INPUT DATA:
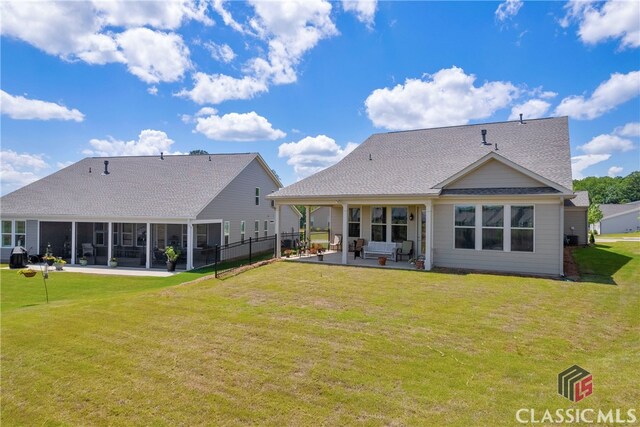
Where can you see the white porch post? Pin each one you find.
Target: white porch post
(148, 263)
(109, 242)
(307, 223)
(428, 244)
(73, 242)
(345, 232)
(189, 245)
(561, 236)
(278, 237)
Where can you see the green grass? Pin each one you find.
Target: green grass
(300, 344)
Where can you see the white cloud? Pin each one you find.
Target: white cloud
(365, 10)
(87, 31)
(615, 171)
(532, 109)
(630, 129)
(447, 97)
(154, 56)
(19, 169)
(508, 9)
(150, 142)
(21, 108)
(603, 144)
(619, 89)
(237, 127)
(599, 22)
(580, 163)
(217, 88)
(220, 52)
(313, 154)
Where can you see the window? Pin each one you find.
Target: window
(492, 228)
(354, 222)
(465, 227)
(141, 234)
(378, 224)
(13, 233)
(522, 228)
(201, 235)
(99, 233)
(399, 224)
(127, 234)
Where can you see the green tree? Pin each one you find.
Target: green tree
(594, 214)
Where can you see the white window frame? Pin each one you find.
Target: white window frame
(474, 226)
(14, 232)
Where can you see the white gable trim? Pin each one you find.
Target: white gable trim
(494, 156)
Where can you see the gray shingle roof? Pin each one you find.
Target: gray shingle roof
(611, 209)
(136, 187)
(581, 200)
(413, 162)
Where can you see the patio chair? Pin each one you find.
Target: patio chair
(406, 249)
(88, 249)
(357, 250)
(337, 242)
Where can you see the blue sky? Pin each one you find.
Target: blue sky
(303, 83)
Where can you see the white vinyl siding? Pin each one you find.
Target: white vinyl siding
(545, 259)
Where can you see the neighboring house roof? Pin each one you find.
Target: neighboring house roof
(179, 186)
(415, 162)
(609, 210)
(580, 201)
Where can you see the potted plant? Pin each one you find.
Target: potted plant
(172, 256)
(59, 263)
(27, 272)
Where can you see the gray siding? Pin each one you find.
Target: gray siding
(236, 203)
(576, 218)
(621, 224)
(545, 259)
(494, 174)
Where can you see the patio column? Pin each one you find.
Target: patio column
(307, 223)
(148, 262)
(428, 244)
(189, 245)
(73, 242)
(109, 242)
(277, 230)
(345, 232)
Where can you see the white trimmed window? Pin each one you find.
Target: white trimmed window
(522, 228)
(493, 227)
(14, 233)
(465, 227)
(378, 224)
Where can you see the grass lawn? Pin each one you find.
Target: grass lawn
(302, 344)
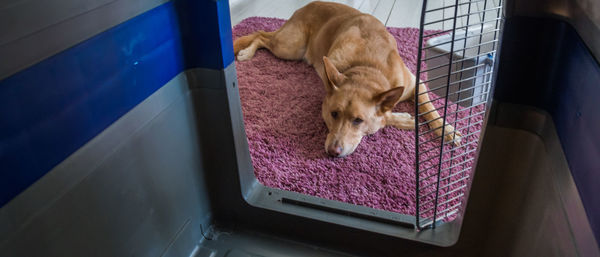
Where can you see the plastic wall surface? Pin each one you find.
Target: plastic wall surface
(54, 107)
(545, 64)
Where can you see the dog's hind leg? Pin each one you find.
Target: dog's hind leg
(245, 47)
(289, 42)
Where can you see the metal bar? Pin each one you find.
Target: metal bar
(458, 81)
(462, 27)
(456, 165)
(466, 37)
(429, 121)
(417, 80)
(445, 110)
(460, 16)
(457, 61)
(466, 135)
(445, 210)
(442, 203)
(432, 148)
(462, 154)
(427, 223)
(456, 92)
(446, 186)
(455, 72)
(450, 6)
(471, 97)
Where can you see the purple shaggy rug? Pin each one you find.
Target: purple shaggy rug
(281, 103)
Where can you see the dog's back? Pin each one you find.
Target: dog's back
(358, 61)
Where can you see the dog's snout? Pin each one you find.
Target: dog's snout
(335, 150)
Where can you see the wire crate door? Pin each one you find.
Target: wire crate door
(457, 45)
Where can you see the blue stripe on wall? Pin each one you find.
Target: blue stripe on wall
(51, 109)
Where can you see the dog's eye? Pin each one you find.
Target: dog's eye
(334, 115)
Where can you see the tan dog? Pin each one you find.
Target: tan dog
(358, 61)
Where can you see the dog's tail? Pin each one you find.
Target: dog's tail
(432, 116)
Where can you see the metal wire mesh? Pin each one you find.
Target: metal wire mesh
(457, 44)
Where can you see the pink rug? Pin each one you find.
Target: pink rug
(281, 102)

YOUR OBJECTIVE:
What to print is the stretch of entries from the line with "Target: patio column" up to and including the line with "Where can you see the dog's snout?". Please print it exactly and leave out the pictures.

RESPONSE BELOW:
Target: patio column
(307, 223)
(148, 262)
(428, 244)
(189, 245)
(73, 242)
(109, 242)
(277, 230)
(345, 232)
Where can you see the white trimmed window? Pin each one you find.
Target: white trimmed window
(522, 228)
(493, 227)
(14, 233)
(465, 227)
(378, 224)
Where can you see the grass lawn? Pin each one you find.
Target: grass lawn
(302, 344)
Where can you see the plastic wall surface? Pin each one you find.
Target: plastic wall surface
(54, 107)
(545, 64)
Where can you see the dog's hind leg? Pin each one you find.
Target: dog's hind leg
(245, 47)
(289, 42)
Where can you see the metal bar? Pin each one you find.
Target: metal bar
(458, 81)
(462, 27)
(456, 165)
(466, 37)
(429, 121)
(417, 80)
(445, 110)
(460, 16)
(457, 61)
(466, 135)
(445, 210)
(442, 203)
(432, 148)
(462, 154)
(427, 223)
(456, 92)
(446, 186)
(455, 72)
(450, 6)
(471, 97)
Where can you see the purple shaggy rug? Pin each one you find.
Target: purple shaggy rug
(281, 103)
Where can you see the dog's back? Pin each one you find.
Target: dog's back
(358, 61)
Where can you see the dog's snout? Pin each one you find.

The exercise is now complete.